* Goal of the exercise
Transcribe exactly every line from the one containing "point: the footballer's" down to the final line of the listing below, including both, and leave out the rest.

* Exercise input
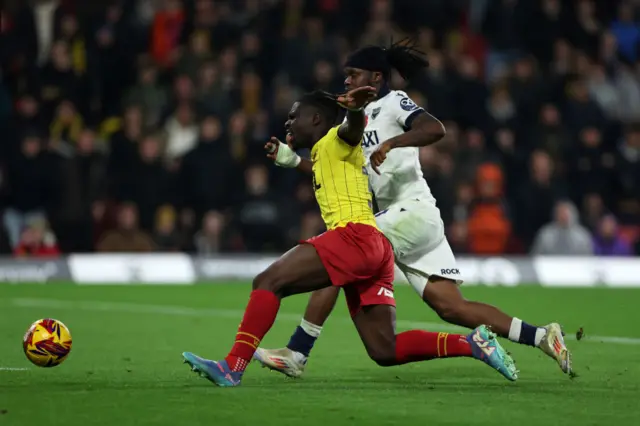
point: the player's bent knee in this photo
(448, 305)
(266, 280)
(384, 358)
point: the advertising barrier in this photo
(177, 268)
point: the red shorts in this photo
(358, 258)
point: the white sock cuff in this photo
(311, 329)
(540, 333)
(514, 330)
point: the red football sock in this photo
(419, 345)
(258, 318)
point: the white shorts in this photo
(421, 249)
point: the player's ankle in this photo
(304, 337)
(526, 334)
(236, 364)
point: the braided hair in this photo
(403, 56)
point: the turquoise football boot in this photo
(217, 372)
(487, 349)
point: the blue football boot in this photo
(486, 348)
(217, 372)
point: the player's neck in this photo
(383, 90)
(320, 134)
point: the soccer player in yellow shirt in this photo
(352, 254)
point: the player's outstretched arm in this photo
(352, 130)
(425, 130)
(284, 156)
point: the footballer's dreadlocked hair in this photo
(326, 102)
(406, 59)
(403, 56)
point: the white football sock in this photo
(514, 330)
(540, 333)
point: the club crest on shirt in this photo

* Response below
point: the footballer's dreadlocked hair in this photo
(326, 102)
(406, 59)
(403, 56)
point: the white football sock in this photo
(514, 330)
(540, 333)
point: the club crest on shirt in this photo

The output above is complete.